# ИСХОДНЫЙ ЛИСТИНГ
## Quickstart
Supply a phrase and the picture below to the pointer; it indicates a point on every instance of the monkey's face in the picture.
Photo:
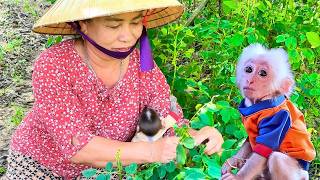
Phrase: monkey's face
(257, 80)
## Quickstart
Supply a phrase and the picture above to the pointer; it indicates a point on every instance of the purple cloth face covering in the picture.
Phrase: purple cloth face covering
(146, 59)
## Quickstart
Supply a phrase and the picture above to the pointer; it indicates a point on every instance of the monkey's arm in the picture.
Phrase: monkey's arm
(253, 167)
(238, 159)
(272, 131)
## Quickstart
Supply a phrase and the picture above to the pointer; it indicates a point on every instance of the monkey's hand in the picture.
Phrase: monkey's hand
(230, 176)
(232, 163)
(164, 149)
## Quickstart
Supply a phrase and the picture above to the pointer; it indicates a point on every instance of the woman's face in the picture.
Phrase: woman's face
(115, 33)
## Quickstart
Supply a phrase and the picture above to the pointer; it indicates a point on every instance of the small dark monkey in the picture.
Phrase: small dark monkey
(151, 126)
(149, 122)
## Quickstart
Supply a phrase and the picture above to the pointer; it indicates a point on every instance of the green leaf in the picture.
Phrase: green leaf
(189, 53)
(231, 4)
(206, 118)
(308, 53)
(161, 171)
(291, 43)
(214, 170)
(148, 173)
(170, 167)
(108, 167)
(281, 38)
(194, 173)
(101, 177)
(131, 169)
(313, 39)
(223, 103)
(188, 142)
(251, 38)
(314, 92)
(89, 172)
(225, 113)
(228, 143)
(197, 158)
(237, 40)
(181, 155)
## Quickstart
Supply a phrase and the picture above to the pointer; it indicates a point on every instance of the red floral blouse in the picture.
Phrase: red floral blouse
(70, 101)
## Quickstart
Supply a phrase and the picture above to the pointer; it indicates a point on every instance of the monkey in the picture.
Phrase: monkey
(278, 144)
(149, 122)
(151, 127)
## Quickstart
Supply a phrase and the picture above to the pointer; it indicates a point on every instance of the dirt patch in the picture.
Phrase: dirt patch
(19, 46)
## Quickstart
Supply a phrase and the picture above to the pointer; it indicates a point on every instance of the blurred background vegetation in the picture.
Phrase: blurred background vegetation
(198, 54)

# ЗАДАЧА ДЛЯ РЕШЕНИЯ
Отберите из листинга выше все строки, где встречается слово «hand». Регистр букв имеет значение.

# РЕШЕНИЕ ЗАДАЧИ
Supply a phrase and the picture above to the pointer; it indicates a point on every instance of the monkey's hand in the picture.
Phrase: monkey's hand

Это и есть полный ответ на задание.